EXERCISE INSTRUCTIONS:
Retype the lines from the one containing "task: segment the main landing gear" up to and including the one containing "69), (168, 64)]", keeping each line exactly as it appears.

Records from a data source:
|---|

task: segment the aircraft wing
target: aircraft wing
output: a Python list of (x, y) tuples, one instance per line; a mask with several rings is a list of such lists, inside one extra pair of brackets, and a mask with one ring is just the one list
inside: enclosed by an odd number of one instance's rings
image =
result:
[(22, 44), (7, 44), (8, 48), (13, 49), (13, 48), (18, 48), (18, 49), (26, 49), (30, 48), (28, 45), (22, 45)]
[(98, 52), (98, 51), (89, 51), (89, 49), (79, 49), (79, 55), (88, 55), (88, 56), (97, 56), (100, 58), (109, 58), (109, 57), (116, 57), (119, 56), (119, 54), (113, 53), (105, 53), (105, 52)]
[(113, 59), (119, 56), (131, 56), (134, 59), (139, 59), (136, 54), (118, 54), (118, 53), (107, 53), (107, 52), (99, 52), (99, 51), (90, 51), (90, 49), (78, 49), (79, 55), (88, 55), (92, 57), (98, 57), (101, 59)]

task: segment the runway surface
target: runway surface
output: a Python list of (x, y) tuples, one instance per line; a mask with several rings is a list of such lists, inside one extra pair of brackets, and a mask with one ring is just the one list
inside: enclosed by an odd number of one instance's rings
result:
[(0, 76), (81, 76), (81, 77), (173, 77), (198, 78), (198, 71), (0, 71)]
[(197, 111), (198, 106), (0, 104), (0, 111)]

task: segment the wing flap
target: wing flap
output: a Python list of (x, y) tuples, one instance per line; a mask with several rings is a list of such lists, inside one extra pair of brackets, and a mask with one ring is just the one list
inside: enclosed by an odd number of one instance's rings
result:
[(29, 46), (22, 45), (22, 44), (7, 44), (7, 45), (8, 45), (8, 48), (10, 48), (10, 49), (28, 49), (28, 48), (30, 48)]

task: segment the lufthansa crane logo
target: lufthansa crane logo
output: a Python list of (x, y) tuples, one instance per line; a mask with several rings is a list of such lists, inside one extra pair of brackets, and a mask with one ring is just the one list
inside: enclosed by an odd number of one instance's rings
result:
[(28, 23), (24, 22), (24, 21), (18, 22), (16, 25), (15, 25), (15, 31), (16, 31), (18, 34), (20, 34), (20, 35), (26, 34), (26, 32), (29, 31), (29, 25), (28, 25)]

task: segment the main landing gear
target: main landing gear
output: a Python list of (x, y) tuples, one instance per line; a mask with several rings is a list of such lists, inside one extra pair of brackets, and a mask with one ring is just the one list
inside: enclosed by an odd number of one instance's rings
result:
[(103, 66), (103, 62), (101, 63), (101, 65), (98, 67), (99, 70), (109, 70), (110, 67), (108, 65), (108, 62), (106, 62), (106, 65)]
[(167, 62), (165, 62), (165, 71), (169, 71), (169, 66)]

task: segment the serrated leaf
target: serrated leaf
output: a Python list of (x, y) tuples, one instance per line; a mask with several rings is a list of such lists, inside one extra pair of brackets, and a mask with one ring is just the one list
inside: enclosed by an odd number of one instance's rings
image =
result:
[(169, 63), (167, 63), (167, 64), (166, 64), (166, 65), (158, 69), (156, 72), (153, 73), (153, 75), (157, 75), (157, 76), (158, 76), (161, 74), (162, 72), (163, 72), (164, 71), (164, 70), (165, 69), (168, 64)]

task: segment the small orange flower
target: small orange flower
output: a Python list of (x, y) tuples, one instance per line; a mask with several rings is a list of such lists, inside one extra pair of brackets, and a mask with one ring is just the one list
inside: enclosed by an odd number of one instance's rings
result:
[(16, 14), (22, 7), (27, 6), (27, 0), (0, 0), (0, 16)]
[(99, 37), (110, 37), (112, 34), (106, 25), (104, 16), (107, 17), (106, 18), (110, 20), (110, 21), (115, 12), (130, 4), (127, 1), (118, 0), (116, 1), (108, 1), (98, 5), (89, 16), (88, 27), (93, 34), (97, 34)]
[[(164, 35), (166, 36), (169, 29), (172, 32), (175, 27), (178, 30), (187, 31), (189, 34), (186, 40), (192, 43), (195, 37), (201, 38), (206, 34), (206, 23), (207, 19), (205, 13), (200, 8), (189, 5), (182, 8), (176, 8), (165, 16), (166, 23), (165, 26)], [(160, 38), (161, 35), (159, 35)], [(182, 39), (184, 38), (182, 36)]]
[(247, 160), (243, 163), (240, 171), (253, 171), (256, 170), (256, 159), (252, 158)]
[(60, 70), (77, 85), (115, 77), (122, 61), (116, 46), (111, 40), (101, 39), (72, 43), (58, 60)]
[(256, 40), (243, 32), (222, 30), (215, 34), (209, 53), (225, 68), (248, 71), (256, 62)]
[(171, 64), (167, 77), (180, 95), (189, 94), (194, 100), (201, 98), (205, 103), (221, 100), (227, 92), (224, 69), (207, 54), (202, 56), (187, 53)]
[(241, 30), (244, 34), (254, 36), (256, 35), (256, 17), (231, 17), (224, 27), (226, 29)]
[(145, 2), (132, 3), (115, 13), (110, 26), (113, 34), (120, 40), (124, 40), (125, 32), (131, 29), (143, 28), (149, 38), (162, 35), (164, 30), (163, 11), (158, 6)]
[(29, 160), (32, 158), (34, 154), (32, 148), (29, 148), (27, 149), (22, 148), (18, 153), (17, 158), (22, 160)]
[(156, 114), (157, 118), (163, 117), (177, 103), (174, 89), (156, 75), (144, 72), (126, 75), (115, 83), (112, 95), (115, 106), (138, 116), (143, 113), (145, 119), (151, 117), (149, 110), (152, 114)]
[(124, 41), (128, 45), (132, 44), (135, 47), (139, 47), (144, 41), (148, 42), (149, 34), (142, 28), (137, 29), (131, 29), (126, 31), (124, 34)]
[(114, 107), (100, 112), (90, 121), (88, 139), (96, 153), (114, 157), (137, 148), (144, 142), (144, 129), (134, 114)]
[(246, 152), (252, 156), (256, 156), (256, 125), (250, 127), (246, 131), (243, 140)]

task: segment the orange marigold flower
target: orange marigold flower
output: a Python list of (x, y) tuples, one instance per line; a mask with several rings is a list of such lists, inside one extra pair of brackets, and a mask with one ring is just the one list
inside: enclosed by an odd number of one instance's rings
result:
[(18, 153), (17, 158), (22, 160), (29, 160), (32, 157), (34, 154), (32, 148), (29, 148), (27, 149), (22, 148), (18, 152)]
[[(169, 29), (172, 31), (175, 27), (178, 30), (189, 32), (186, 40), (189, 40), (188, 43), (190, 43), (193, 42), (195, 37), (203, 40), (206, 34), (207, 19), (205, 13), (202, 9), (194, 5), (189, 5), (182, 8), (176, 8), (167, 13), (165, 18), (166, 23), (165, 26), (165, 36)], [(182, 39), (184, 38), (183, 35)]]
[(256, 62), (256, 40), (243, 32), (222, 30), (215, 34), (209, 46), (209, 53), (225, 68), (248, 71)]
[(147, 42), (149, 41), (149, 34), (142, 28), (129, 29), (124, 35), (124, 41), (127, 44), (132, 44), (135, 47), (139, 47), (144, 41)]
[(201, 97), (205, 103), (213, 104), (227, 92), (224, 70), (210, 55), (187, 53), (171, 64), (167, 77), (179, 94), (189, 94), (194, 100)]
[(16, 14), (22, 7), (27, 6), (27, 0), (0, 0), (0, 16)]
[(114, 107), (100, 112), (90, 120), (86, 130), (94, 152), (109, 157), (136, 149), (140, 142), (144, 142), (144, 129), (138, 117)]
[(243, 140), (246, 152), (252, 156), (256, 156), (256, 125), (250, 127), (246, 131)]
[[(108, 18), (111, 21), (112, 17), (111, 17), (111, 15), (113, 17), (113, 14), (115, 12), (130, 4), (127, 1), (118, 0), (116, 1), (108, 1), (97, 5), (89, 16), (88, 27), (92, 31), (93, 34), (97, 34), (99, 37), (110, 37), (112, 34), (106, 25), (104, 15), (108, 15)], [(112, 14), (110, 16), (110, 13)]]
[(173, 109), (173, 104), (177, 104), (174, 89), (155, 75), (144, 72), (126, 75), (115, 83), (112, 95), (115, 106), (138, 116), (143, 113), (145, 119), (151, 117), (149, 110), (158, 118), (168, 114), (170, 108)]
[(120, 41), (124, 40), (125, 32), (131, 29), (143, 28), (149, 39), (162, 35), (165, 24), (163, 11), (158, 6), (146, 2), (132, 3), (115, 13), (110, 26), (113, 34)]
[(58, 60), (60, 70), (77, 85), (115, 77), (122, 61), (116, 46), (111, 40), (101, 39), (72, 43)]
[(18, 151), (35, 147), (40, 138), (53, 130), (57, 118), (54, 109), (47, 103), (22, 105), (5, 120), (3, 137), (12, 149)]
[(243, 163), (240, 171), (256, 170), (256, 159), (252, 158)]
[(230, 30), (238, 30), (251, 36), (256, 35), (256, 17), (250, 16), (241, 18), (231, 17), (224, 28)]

|---|

ANSWER FOR THIS EXERCISE:
task: segment the main landing gear
target: main landing gear
output: a Python list of (x, y) tuples, one instance per line; a mask with several rings is a list of such lists, inside one extra pair of brackets, and a mask with one ring is just the one list
inside: enclosed by an odd number of one instance's rings
result:
[(103, 66), (103, 62), (101, 63), (101, 65), (98, 67), (99, 70), (109, 70), (110, 67), (108, 65), (108, 62), (106, 62), (106, 65)]
[(167, 62), (165, 62), (165, 71), (169, 71), (169, 66)]

task: segment the serrated leaf
target: serrated leaf
output: a Python list of (x, y) tuples, one instance per line; a mask with several rings is a list of such lists, inside one extra pair of brackets, and a mask with one ring is just the one list
inside: enclosed by an odd number of one instance's rings
image =
result:
[(169, 63), (167, 63), (167, 64), (166, 64), (166, 65), (158, 69), (156, 72), (153, 73), (153, 75), (157, 75), (157, 76), (158, 76), (161, 74), (162, 72), (163, 72), (164, 71), (164, 70), (165, 69), (168, 64)]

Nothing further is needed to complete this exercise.